I second (or third) the motion to consider VDISK.  \

For years I was worried that it would swamp our limited real storage (1G). 
 But in real-life experience it has been FANTASTIC!  Even with two 3390-3s 
reserved for TDISK, we used to frequently run into fragmentation. 
Formatting VDISK is instantaneous (regardless of size), and the I/O is 
awesome (no moving parts!).

We've had a local TDISK EXEC here since almost day one.  It just took a 
small change, defaulting to VDISK (but allowed options to force it to be 
allocated on with VDISK or TDISK).  Happier (much) users, no more 
fragmentation.  Virtual life's great.

Mike Walter
Hewitt Associates
The opinions expressed herein are mine alone, not my employer's.




"Schuh, Richard" <[EMAIL PROTECTED]> 

Sent by: "VM/ESA and z/VM Discussions" <[email protected]>
01/24/2006 10:33 AM
Please respond to
"VM/ESA and z/VM Discussions" <[email protected]>



To
[email protected]
cc

Subject
Re: Tdisk question






Mary,

If you have sufficient paging space, you might consider using V-disk 
instead of T-disk. As Nick pointed out, they are not subject to 
fragmentation and the limits for the individual users and the system as a 
whole can be set and adjusted dynamically. If you are not already paging 
constrained and you have the space, it might be a way out of the 
fragmentation problem. Look under HELP CP DEFINE (RELATED and select 
VDISK. You may also need to set limits using SET VDISK.

We have been using V-disk in place of T-disk for the past several years 
and have never had a problem with it.

 -----Original Message-----
From:            VM/ESA and z/VM Discussions 
[mailto:[EMAIL PROTECTED]  On Behalf Of Mary Zervos
Sent:            Tuesday, January 24, 2006 6:43 AM
To:              [email protected]
Subject:                 Re: Tdisk question

Thanks Jim for the insight.  I had forgotten about fragmentation.

◆ PROVIDED MATERIAL ◆

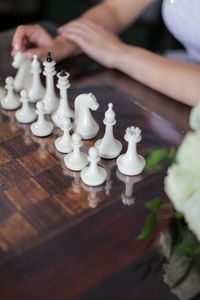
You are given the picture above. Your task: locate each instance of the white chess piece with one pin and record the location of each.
(50, 99)
(108, 147)
(37, 90)
(11, 100)
(93, 175)
(41, 127)
(76, 160)
(85, 124)
(131, 163)
(64, 143)
(63, 110)
(23, 77)
(26, 114)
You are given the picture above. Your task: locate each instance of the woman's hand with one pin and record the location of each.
(98, 43)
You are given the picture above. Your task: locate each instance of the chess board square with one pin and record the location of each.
(73, 202)
(37, 161)
(6, 207)
(14, 232)
(4, 156)
(17, 147)
(11, 173)
(9, 130)
(26, 193)
(46, 215)
(53, 180)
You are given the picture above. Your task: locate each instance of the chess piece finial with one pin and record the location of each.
(23, 78)
(108, 146)
(85, 124)
(194, 119)
(49, 58)
(64, 143)
(10, 101)
(131, 163)
(50, 99)
(37, 90)
(76, 160)
(63, 73)
(63, 111)
(25, 114)
(93, 175)
(41, 127)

◆ GIVEN TASK 1 ◆
In the email thread about VDISK, how many 3390-3s did Mike Walter's site reserve for TDISK?
◆ GIVEN TASK 2 ◆
Pick up the email thread about VDISK after its final sentence and carry it on.
Nothing in the rows is needed here.

◆ TASK OUTPUT 1 ◆
Two.

◆ TASK OUTPUT 2 ◆
Mary

Jim Bohnsack wrote:

> Mary--What you're seeing is fragmentation.  TDISK is allocated in one 
> whole piece to a user.  Think of PC disk allocation that you see when 
> you run a defrag.  If you have 1 allocated cylinder out in the middle 
> of an otherwise empty 100 cylinder TDISK space, you cannot allocate a 
> 99 cyl TDISK.  You would get that by the first user getting 50 
> cylinders and the 2nd user getting 1 cylinder.  When the first user 
> detaches the 50 cyl. disk, the 2nd user still has the 1 cyl in the 
> middle.  You are left with 99 cylnders in total free but you can only 
> allocate a max of 50 cylinders and 49 cylinders.
>
> Jim
>
> At 09:17 AM 1/24/2006, you wrote:
>
>> I have 500 cyl. of tdisk defined on one pack and 50 cyl. of tdisk 
>> defined on another.  One user used the 50 cyl. on the second pack 
>> and about 24 users have used 215 cyl.(43%used) on the first pack. 
>> Why is it that I can only allocate a 130 cyl. maximum tdisk on the 
>> first pack but can then go ahead and allocate a 110 cyl. tdisk, 
>> instead of being able to allocate *one* 240 cyl. tdisk?
>>
>> Thanks for any help.
>>
>> Mary Zervos
>> VM Systems Programmer
>> Binghamton University
>> [EMAIL PROTECTED]
>
>
> Jim Bohnsack
> Cornell Univ.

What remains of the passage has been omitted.